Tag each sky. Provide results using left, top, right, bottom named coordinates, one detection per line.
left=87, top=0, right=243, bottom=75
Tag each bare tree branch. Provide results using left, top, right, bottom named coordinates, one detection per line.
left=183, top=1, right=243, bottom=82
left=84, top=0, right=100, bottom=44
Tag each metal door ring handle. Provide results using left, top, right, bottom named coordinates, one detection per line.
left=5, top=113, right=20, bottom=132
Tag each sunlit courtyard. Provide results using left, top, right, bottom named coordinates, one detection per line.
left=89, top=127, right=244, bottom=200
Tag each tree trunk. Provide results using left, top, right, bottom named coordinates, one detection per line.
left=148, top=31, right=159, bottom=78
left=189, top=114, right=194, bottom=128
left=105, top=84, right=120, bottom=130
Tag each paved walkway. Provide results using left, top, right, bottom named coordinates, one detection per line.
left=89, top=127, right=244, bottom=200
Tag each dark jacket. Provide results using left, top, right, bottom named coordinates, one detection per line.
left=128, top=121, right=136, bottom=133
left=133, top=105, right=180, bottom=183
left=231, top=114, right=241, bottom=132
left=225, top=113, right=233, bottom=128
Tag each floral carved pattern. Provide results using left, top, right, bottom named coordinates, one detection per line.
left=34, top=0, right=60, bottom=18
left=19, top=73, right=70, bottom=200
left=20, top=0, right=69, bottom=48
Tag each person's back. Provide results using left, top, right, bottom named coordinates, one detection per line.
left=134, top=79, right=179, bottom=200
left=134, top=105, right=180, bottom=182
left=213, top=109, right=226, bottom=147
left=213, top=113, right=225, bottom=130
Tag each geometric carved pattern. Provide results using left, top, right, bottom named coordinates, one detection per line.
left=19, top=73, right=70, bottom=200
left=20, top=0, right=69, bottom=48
========================
- **TO DO**
All lines from the one containing "Tag each geometric" through the end of the data, and no others, are to be given again word for word.

- **WRITTEN RESPONSE**
Tag each geometric carved pattern. Provide results using left, top, right, bottom named coordinates, one detection per line.
left=19, top=73, right=70, bottom=200
left=20, top=0, right=69, bottom=48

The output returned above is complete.